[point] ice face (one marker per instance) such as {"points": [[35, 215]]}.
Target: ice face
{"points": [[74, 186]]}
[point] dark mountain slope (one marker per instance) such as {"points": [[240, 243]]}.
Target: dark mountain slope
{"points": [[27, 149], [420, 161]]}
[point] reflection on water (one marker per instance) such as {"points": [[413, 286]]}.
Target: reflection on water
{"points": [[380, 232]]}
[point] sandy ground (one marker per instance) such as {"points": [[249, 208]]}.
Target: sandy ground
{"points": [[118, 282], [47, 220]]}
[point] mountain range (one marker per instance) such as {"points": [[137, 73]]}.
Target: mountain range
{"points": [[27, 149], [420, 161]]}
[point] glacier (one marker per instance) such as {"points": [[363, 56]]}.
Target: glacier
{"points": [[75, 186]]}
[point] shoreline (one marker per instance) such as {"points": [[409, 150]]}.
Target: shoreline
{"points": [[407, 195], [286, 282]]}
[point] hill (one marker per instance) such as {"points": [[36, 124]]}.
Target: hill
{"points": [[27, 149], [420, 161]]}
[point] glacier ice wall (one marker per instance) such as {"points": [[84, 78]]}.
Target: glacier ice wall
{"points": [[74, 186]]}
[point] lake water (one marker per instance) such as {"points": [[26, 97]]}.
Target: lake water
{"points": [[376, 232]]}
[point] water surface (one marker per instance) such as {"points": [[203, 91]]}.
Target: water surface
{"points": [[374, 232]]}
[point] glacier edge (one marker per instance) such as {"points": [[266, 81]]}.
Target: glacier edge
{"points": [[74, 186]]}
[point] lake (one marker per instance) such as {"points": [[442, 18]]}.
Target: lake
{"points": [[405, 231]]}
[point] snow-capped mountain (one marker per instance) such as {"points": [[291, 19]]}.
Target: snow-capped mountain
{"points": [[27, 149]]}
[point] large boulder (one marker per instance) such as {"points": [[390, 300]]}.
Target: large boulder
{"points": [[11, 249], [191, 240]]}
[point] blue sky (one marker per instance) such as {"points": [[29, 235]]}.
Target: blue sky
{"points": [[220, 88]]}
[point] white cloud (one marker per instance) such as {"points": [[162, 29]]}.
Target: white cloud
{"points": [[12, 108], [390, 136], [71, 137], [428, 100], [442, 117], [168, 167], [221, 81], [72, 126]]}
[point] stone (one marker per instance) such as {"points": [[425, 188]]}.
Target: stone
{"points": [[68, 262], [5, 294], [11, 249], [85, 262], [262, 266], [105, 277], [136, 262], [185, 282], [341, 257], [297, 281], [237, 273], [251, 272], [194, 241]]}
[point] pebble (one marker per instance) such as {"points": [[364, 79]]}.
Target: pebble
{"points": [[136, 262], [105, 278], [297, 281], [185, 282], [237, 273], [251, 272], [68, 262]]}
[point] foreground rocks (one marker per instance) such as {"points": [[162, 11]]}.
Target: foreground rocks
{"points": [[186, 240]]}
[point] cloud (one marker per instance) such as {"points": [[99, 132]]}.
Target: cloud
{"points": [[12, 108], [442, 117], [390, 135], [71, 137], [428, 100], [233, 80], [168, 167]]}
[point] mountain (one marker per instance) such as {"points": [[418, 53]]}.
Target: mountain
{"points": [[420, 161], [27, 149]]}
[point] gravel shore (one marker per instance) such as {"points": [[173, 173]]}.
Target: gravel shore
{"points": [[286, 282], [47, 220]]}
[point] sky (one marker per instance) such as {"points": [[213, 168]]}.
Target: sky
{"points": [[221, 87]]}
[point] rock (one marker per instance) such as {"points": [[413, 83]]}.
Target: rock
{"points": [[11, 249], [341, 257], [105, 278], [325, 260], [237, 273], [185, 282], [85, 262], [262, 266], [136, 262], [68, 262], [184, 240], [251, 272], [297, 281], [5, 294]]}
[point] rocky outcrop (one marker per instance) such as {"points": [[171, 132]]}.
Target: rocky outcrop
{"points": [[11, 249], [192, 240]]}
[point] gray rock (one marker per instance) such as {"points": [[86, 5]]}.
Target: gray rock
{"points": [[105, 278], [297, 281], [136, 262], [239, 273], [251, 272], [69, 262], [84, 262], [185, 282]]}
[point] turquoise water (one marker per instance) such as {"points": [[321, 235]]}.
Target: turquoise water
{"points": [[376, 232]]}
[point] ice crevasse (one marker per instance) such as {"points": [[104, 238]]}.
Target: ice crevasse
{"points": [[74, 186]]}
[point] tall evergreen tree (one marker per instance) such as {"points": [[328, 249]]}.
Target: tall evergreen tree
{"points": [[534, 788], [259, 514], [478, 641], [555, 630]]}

----------

Set problem. Can you rewrite the data from the line containing "[point] ice crevasse" through the end, inclusive, keeping every line and raising each point coordinate in the answers by 56?

Worked answer.
[point] ice crevasse (one marker per instance) such as {"points": [[104, 238]]}.
Target: ice crevasse
{"points": [[130, 242]]}
[point] tall evergreen tree (one marker per instance) such as {"points": [[328, 249]]}.
Target: tall evergreen tree
{"points": [[590, 844], [315, 570], [534, 697], [611, 686]]}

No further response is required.